• **SOURCE**:
Performing physical SIM card swap:

  • A fraudster may approach you outside a shopping centre pretending to offer a promotion or giveaway. They then trick you into handing your device to them to ‘load free airtime data or activate a discount shopping card or voucher’
  • They will also trick you into disclosing your banking information (e.g., account number and Remote PIN) and your personal details (e.g., ID number and phone number)
  • During this interaction, the fraudster removes your SIM card and inserts it into their device. They then trick you into taking a selfie which in fact is the fraudster getting you to activate your remote banking on their device
  • The fraudster now has access to your account
  • These techniques may also be used to gain access to your account via USSD mobile banking

What you can do to prevent a SIM swap

Call your network service provider immediately on their official number when:

  • You get a “Pending SIM swap” notification or
  • Someone phones you to say a SIM swap is being done without your knowledge and asks for confidential information

2 ways to know your SIM card has been swapped:

  • You suddenly can’t make or receive calls or messages
  • You no longer receive transaction notifications from your bank

Note: Pay special attention if you lose network connectivity for longer than usual – don’t overlook this due to bad network connections during load-shedding. If you suspect SIM card fraud, tell your service provider to deactivate your number and notify your bank immediately.

• **ACTIONS TO TAKE**:
1. Reproduce the SIM swap text word for word from "Call your network" to "your bank immediately.".
2. According to the SIM swap text, what are the two signs that your SIM card has been swapped?

• **MATERIAL**:
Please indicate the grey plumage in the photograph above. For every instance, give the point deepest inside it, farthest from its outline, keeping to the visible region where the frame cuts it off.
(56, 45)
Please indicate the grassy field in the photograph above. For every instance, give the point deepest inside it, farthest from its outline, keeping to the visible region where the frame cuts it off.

• **THE REPLIES**:
1.
Call your network service provider immediately on their official number when:

  • You get a “Pending SIM swap” notification or
  • Someone phones you to say a SIM swap is being done without your knowledge and asks for confidential information

2 ways to know your SIM card has been swapped:

  • You suddenly can’t make or receive calls or messages
  • You no longer receive transaction notifications from your bank

Note: Pay special attention if you lose network connectivity for longer than usual – don’t overlook this due to bad network connections during load-shedding. If you suspect SIM card fraud, tell your service provider to deactivate your number and notify your bank immediately.

2. You suddenly can't make or receive calls or messages, and you no longer receive transaction notifications from your bank.